(Data entries)

************

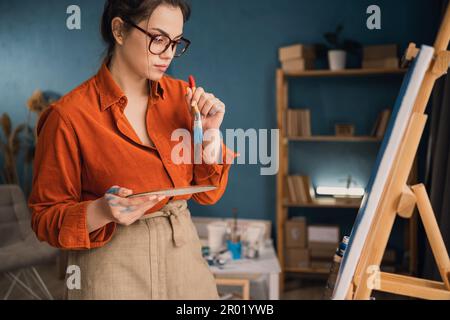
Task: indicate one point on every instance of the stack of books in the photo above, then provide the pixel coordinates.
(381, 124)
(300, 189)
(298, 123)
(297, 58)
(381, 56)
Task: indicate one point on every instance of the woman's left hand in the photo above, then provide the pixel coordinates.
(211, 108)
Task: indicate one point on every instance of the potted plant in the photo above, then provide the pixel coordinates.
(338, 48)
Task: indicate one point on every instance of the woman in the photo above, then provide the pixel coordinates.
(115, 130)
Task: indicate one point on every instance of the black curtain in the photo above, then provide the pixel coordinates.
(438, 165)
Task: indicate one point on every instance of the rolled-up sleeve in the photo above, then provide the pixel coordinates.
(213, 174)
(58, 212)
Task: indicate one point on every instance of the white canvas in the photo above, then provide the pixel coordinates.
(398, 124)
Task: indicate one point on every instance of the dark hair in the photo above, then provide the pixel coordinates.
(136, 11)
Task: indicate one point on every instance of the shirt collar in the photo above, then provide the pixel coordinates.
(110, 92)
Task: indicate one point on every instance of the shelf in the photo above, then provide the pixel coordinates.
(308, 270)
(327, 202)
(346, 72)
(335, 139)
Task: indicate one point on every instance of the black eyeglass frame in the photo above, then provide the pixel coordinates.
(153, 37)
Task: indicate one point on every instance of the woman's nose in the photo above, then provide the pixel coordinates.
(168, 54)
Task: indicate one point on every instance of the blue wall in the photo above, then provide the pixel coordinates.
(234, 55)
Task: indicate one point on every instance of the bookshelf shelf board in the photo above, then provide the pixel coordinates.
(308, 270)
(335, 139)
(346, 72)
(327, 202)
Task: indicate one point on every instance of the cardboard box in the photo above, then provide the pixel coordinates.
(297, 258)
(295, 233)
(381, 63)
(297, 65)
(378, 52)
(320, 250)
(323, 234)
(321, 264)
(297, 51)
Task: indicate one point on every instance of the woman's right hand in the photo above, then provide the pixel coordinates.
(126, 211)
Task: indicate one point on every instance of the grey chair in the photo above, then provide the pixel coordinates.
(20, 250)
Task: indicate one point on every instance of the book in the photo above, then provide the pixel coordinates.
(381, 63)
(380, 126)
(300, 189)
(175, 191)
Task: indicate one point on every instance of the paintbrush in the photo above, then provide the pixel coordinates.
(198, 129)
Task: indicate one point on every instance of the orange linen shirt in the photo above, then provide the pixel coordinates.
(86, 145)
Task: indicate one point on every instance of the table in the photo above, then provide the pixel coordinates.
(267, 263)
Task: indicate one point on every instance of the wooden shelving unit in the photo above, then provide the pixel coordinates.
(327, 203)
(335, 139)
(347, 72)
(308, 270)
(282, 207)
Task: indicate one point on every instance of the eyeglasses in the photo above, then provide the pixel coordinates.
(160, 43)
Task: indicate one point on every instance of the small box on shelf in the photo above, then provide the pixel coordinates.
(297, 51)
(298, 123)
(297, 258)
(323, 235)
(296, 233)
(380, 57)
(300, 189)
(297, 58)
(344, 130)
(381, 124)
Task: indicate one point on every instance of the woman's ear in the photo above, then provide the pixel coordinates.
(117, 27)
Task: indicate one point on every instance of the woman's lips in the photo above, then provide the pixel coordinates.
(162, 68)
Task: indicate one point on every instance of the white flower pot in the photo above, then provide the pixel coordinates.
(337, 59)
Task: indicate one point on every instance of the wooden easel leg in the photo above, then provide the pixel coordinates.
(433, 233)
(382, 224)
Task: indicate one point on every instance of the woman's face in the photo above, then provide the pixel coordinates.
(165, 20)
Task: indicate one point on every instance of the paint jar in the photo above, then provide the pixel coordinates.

************

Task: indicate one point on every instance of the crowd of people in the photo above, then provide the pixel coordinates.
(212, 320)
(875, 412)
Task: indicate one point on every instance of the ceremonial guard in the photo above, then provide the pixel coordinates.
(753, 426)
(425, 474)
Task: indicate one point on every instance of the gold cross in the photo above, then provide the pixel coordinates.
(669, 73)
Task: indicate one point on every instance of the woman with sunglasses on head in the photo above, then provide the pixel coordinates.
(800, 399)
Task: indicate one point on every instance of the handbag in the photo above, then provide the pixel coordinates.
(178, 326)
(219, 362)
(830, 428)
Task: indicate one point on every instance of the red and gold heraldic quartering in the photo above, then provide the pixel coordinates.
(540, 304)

************

→ PROMPT
In the entries above, the lines between the one holding "Task: indicate one point on every instance of the small" and the one holding "Task: indicate one point on every instance of the paint jar", inclusive, are to be printed exactly as written, and those alone.

→ WORKED SOLUTION
Task: indicate one point on every instance of the small box on shelf in the photo above, then provide the pixel coordinates.
(297, 51)
(298, 123)
(297, 258)
(323, 235)
(296, 233)
(380, 57)
(300, 189)
(297, 58)
(344, 130)
(381, 124)
Task: indicate one point on every instance of the woman's ear in the photo above, then provide the pixel coordinates.
(117, 27)
Task: indicate one point on every instance of the woman's lips in the photo above, then provide the pixel coordinates.
(162, 68)
Task: indicate one point on every instance of the white flower pot in the photo above, then provide the pixel coordinates.
(337, 59)
Task: indicate one point on every instance of the wooden easel leg in the photo above, then provide the pixel coordinates.
(433, 233)
(382, 224)
Task: indicate one point on every instance of the woman's face in the photo above, then provide the pixel coordinates.
(165, 20)
Task: indicate one point on every instance of the paint jar in the photo above, then provide the pixel coordinates.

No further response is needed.